PAGE EXCERPT:
--- START ---

Yaşar Kemal

Kemal Sadık Gökçeli
Born 1923 (age 88–89)
Gökçedam, Osmaniye, Turkey
Occupation Novelist
Period 1943 – present
Notable work(s)

Ağıtlar ("Ballads"; debut)

İnce Memed ("Memed, My Hawk"))
Teneke ("The Drumming-Out")
Ince Memed II ("They Burn the Thistles")
Notable award(s)

Prix du Meilleur Livre Etranger
1979
Prix mondial Cino Del Duca
1982
Commandeur de la Légion d'Honneur de France
1984
Peace Prize of the German Book Trade
1997

Grand Officier de la Légion d'Honneur de France
2011

Yaşar Kemal, (born Kemal Sadık Gökçeli[1] 1923) is a Turkish writer. He is one of Turkey's leading writers.[2][3] He has long been a candidate for the Nobel Prize in Literature, on the strength of Memed, My Hawk.[4]

As an outspoken intellectual, he does not hesitate to speak on sensitive issues such as the plight of the ethnic Kurds in Southeastern Turkey.[5] His activism resulted in a twenty-month suspended jail sentence, on charges of advocating separatism.[6]

Contents

Life

Turkish
literature
By category
Epic tradition

Orhon
Dede Korkut · Köroğlu

Folk tradition

Folk literature
Folklore

Ottoman era

Poetry · Prose

Republican era

Poetry · Prose

Kemal, who is of Kurdish origin, was born in Hemite (now Gökçedam), a hamlet in the province of Osmaniye in southern Turkey. His parents were from Van, who came into Çukurova during the First World War. Kemal had a difficult childhood because he lost his right eye due to a knife accident, when his father was slaughtering a sheep on Eid al-Adha, and had to witness as his father was stabbed to death by his adoptive son Yusuf while praying in a mosque when he was five years old.[1] This traumatic experience left Kemal with a speech impediment, which lasted until he was twelve years old. At nine he started school in a neighboring village and continued his formal education in Kadirli, Osmaniye Province.[1]

Kemal was a locally noted bard before he started school, but was unappreciated by his widowed mother until he composed an elegy on the death of one of her eight brothers, all bandits.[7] However, he forgot it and became interested in writing as a means to record his work when he questioned an itinerant peddler, who was doing his accounts. Ultimately, his village paid his way to university in Istanbul.[7]

He worked for a while for rich farmers, guarding their river water against other farmers' unauthorized irrigation. However, instead he taught the poor farmers how to steal the water undetected, by taking it at night.[7]

Later he worked as a letter-writer, then as a journalist, and finally as a novelist. He said that the Turkish police took his first two novels.[7]

When Yaşar Kemal was visiting Akdamar Island in 1951, he saw the island's Holy Cross Church being destroyed. Using his contacts to the public, he helped stop destruction of the site. However, the church remained in a neglected state until 2005, when restoration by the Turkish government began.[8]

Marriages

In 1952, Yaşar Kemal married Thilda Serrero,[9] a member of a prominent Sephardi Jewish family in Istanbul. Her grandfather, Jak Mandil Pasha, was the chief physician of the Ottoman Sultan Abdul Hamid II.[10] She translated 17 of her husband’s works into the English language.[11] Thilda died on January 17, 2001 (aged 78) from pulmonary complications at a hospital in Istanbul, and was laid to rest at Zincirlikuyu Cemetery.[11] Thilda is survived by her hushand, her son Raşit and a grandchild.[11]

Yaşar Kemal remarried on August 1, 2002 with Ayşe Semiha Baban, a lecturer for public relations at Bilgi University in Istanbul. She was educated at the American University of Beirut, Bosphorus University and Harvard University.[12]

Oeuvre

I don't write about issues, I don't write for an audience, I don't even write for myself. I just write.

--- END ---

EXERCISE DATA:
--- START ---

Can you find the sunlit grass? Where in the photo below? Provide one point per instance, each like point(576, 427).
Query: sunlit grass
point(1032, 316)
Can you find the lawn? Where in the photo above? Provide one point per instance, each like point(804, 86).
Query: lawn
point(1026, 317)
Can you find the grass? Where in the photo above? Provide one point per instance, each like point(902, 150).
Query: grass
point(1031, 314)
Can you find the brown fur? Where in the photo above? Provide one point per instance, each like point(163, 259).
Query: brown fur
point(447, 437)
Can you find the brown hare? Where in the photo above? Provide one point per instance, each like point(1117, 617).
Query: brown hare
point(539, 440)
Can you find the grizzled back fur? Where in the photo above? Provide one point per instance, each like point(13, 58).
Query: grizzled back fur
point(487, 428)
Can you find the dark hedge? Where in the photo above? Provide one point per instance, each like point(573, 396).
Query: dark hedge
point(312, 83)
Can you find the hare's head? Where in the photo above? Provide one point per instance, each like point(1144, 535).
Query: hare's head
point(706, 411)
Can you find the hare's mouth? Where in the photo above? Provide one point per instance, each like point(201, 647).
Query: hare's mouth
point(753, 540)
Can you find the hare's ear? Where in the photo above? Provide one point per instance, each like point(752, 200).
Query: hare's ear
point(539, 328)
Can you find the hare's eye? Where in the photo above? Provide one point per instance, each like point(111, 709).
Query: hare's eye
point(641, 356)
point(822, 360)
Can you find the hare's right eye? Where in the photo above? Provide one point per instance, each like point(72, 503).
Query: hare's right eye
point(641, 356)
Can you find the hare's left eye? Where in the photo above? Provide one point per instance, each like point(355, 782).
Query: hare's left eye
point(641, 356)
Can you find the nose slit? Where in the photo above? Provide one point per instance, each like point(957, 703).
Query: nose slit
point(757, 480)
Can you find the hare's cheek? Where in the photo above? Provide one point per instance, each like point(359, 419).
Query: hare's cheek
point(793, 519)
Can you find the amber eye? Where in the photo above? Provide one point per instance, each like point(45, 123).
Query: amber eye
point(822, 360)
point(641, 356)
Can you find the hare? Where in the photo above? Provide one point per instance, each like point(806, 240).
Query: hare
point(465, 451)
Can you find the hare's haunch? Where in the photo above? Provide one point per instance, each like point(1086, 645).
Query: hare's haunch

--- END ---

APPLY WHAT YOU READ:
1. In what year did Yaşar Kemal marry Thilda Serrero, according to the Yaşar Kemal article?
2. Which awards does the Yaşar Kemal article list under his notable awards? Name all of them.
3. Pick up the Yaşar Kemal article after its final line and continue it.
Nothing here depends on the data.

ANSWER LIST:
1. 1952

2.
- Prix du Meilleur Livre Etranger
- Prix mondial Cino Del Duca
- Commandeur de la Légion d'Honneur de France
- Peace Prize of the German Book Trade
- Grand Officier de la Légion d'Honneur de France

3.
—Interview with The Guardian.[13]

He published his first book Ağıtlar ("Ballads") in 1943, which was a compilation of folkloric themes. This book brings to light many long forgotten rhymes and ballads and Kemal had started to collect these ballads at the age of 16.[1] His first stories Bebek ("The Baby"), Dükkancı ("The Shopkeeper"), Memet ile Memet ("Memet and Memet") were published in 1950. He had written his first story Pis Hikaye ("The Dirty Story") in 1944, while he was serving in the military, in Kayseri. Then he published his book of short stories Sarı Sıcak ("Yellow Heat") in 1952. The initial point of his works was the toil of the people of the Çukurova plains and he based the themes of his writings on the lives and sufferings of these people. Yaşar Kemal has used the legends and stories of Anatolia extensively as the basis of his works.[1]

He received international acclaim with the publication of Memed, My Hawk (Turkish: İnce Memed) in 1955. In İnce Memed, Yaşar Kemal criticizes the fabric of the society through a legendary hero, a protagonist, who flees to the mountains as a result of the oppression of the Aghas. One of the most famous living writers in Turkey, Kemal is noted for his command of the language and lyrical description of bucolic Turkish life. He has been awarded 19 literary prizes so far and nominated for the Nobel Prize in Literature in 1973.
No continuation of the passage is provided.